▶ Exercise directions:
Can you render the listing below as a two-column CSV with the headers request and answer, one row for each request, putting its full text and its answer in one quoted field each and turning line breaks into spaces? Leave the pictures out.

(Photo-based point labeling data)

========================================

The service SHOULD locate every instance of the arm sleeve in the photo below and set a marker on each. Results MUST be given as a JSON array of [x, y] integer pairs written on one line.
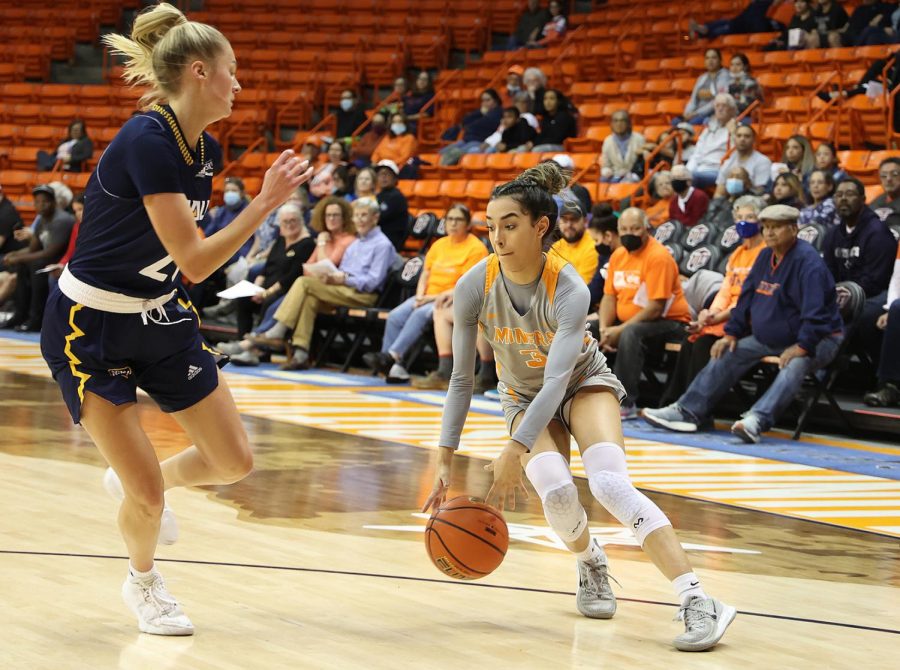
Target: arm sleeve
[[468, 297], [816, 311], [376, 272], [828, 252], [571, 307], [152, 163]]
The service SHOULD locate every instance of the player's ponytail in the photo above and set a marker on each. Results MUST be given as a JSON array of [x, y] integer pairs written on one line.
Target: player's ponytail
[[162, 42], [534, 190]]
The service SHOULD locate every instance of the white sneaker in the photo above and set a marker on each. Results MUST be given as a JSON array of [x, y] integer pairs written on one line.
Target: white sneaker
[[157, 611], [168, 525]]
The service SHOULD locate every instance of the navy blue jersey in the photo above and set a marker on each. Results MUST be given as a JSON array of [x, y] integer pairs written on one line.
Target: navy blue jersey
[[117, 248]]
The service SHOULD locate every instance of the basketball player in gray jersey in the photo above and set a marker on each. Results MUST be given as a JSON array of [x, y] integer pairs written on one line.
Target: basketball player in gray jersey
[[554, 385]]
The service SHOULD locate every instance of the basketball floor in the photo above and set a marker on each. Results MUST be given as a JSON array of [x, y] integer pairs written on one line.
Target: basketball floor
[[317, 559]]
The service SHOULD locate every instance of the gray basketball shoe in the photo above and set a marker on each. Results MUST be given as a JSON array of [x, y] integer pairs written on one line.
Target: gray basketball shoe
[[595, 598], [705, 621]]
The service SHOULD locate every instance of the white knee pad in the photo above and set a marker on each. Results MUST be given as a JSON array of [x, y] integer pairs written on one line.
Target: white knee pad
[[604, 464], [550, 475]]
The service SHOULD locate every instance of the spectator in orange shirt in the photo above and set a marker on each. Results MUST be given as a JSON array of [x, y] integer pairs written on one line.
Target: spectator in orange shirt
[[447, 260], [710, 323], [643, 304], [398, 145]]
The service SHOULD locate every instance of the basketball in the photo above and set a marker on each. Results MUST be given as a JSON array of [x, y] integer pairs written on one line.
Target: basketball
[[466, 539]]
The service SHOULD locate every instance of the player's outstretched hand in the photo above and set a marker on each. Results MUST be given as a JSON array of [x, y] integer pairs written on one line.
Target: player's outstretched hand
[[507, 469], [286, 174], [441, 480]]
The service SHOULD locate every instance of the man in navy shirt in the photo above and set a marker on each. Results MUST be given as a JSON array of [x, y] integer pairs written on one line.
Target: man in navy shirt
[[788, 309]]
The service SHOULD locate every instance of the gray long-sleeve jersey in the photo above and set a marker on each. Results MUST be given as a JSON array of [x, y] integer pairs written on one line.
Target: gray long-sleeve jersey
[[538, 337]]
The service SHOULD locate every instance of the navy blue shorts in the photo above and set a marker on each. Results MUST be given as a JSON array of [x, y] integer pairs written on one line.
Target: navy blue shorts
[[111, 355]]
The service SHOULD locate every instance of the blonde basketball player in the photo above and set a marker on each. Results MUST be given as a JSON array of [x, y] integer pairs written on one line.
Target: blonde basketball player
[[554, 382], [120, 320]]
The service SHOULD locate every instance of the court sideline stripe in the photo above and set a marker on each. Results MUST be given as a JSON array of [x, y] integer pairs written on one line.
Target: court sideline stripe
[[351, 573]]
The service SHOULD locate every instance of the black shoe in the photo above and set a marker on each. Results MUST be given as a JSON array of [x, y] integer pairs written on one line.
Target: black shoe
[[379, 361], [887, 396]]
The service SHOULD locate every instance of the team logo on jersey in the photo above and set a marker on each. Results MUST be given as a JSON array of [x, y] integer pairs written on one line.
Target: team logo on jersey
[[206, 170], [198, 208]]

========================================

▶ Problem solution:
request,answer
"The service SHOULD locate every instance of the arm sleeve in the photo below and set a marker on each. Results MUST be given as a JSON array of [x, y] integer pairs written on one line. Target: arm sleeve","[[468, 297], [816, 311], [376, 272], [828, 252], [571, 307], [152, 163]]"
"The service SHOULD locate every instance of the player's ponytail in the photo above and set a marker on each. Results MUST be given as a JSON array of [x, y] integer pairs written on one line. Target: player's ponytail","[[162, 42], [534, 190]]"
"The service SHOULD locate every instance of the white sneaker in the photo above and set a marker on each. Results MUST be given as a JSON array of [x, y] integer pairs written on one line. Target: white sneaker","[[157, 611], [168, 525]]"
"The service SHOULD locate every instance of the navy blue jersey in the photo above and set a marker on each. Results MUST be given as a JSON array of [x, y] integer pairs written on one line. Target: navy blue jersey","[[117, 248]]"
"The service SHOULD locate every instance of the basketball player in gray jersey in the photo above and set a marker on each. Results MUST be given as a JSON array of [x, y] integer pairs written on one line. Target: basketball player in gray jersey","[[554, 385]]"
"The service SHOULD locate every instance of the basketball floor in the photo above and set a marker on each. Results MUST be given as a JSON array of [x, y] integer pairs written on one line. Target: basketball floor","[[317, 559]]"
"The service SHOULD locate every instance of the gray basketball shoe in the photo above and set a marker on each. Results MUST be given as a JSON array of [x, y] integer pairs written on one line. Target: gray basketball shoe","[[595, 598], [705, 621]]"
"The service SHOULD locate every instance of the white knee pad in the photo above and set a marker on each. Results MUST be given as a JSON array of [x, y] integer pairs written on one line. Target: white knee pad","[[604, 464], [550, 475]]"
"The service SHOULD locate every instance of the spectator in orange shirt in the photo above and set a marker on each. Results MUST be given as a JSON array of [x, y] integer pairs written on one line. Target: spectator in orange shirt","[[447, 260], [710, 323], [643, 304], [398, 145]]"
"The service SHOULD locate every instance of the basketball in the photo above and set a marker on each. Results MUST be given as a JSON array of [x, y] integer pairs written on one line. Target: basketball","[[466, 539]]"
"The service SHOULD locate every instance of the player's outstretched hand in the photo above and set a marker on each. Results MUST be given as a JSON array of [x, y] integer pairs written on one line. Target: player's outstretched hand","[[507, 469], [286, 174], [441, 480]]"
"The service SHOULD locate every instance of the man in navy shirt in the photo above and set a marker on each. Results MUST be given as a JSON array of [x, y] integer pairs written on one line. Target: man in navy shirt","[[788, 309]]"
"The service SHOULD locate every instance of the gray long-sleeve jersey in the photo above and set a marker on each. Results MUST be given as a JSON array of [x, y] integer pairs written on one line. Target: gray long-sleeve jersey","[[538, 337]]"
"The service SHOULD locate every instance of the navy blue shorts in the photo above and set a marker on each. Results MUST be given as a JSON array of [x, y] integer pairs written on one line. Target: navy blue shorts","[[111, 355]]"
"The service SHOULD locate every instance of the blonde basketball player in the photo above and set a marker on each. Results MUST be given as a JSON array of [x, y] integer pairs written on one line. Target: blonde basketball player","[[554, 382], [120, 320]]"
"The service SHOULD locate every instance of the court sideline stripe in the photo above and set a marker on each. Results MUST be given as a JSON array of [x, y] integer pairs written on one line. Target: court sideline stripe","[[351, 573]]"
"The service SHOULD locate every instance of the black shoe in the photo above and set a marker on each. Results MUST be given as a JSON array of [x, y] integer pairs written on one line. Target: black shoe","[[379, 361], [887, 396]]"
"The service SHOULD locate every instance of the team logo on jersey in the photo above and set a marker on each. Results MUST be given as a JSON array of [x, y] integer pairs written on one line. Target: team logo on jersey","[[206, 170], [198, 208]]"